# start of RECORDS FOR THIS EXERCISE

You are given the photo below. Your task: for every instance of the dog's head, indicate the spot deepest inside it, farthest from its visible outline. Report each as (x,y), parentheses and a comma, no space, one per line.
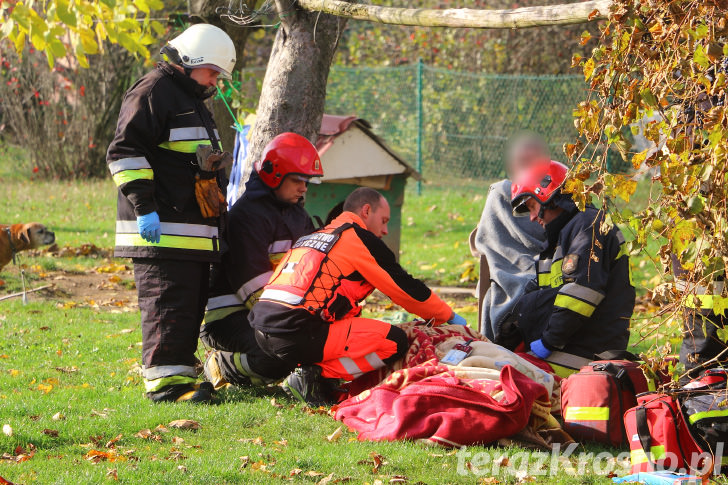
(35,234)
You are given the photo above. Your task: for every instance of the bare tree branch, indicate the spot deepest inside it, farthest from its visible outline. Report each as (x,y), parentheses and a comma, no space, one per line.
(573,13)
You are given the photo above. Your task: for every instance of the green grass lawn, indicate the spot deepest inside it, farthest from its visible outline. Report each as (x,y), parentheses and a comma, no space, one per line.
(81,363)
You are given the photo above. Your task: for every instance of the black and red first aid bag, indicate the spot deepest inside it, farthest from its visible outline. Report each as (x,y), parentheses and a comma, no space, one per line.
(594,400)
(685,430)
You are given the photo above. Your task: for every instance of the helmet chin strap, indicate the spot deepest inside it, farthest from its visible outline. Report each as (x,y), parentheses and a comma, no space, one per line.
(171,55)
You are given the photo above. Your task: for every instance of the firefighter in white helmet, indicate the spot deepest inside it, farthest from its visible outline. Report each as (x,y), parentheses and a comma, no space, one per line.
(167,163)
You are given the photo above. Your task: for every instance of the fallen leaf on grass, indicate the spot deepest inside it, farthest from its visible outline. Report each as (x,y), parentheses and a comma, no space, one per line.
(376,461)
(326,479)
(256,441)
(112,442)
(96,440)
(185,424)
(146,434)
(176,455)
(501,461)
(67,370)
(314,411)
(334,437)
(96,456)
(21,454)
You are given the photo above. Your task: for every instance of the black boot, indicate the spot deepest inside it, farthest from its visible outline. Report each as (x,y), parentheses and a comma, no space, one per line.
(308,386)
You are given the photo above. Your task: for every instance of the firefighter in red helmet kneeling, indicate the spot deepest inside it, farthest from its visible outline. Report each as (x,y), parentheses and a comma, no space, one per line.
(309,315)
(261,227)
(583,298)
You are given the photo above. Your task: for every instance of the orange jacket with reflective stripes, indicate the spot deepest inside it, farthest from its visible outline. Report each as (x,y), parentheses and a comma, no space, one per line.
(329,272)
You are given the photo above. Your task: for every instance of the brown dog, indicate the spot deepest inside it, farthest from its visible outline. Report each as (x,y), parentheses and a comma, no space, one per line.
(19,237)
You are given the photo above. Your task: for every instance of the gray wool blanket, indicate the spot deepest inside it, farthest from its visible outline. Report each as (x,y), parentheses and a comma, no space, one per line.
(511,245)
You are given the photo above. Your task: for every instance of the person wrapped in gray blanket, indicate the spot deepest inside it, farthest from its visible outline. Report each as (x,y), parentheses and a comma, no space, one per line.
(509,243)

# end of RECORDS FOR THIS EXERCISE

WRITTEN REQUEST:
Could you rewrite the rows from the one containing "of the person" through the last row, keeping the request wording, but with each coordinate in the answers multiplied by 1.75 and rounded to a whole number, halves rounding up?

OUTPUT OF THE TASK:
You are given the photo above. Your task: for every instance of the person wrapped in gray blanket, indicate the spot deepest inside it, farthest from its visible outline. Report each as (x,y), parentheses and a comma, no space, one per line.
(891,425)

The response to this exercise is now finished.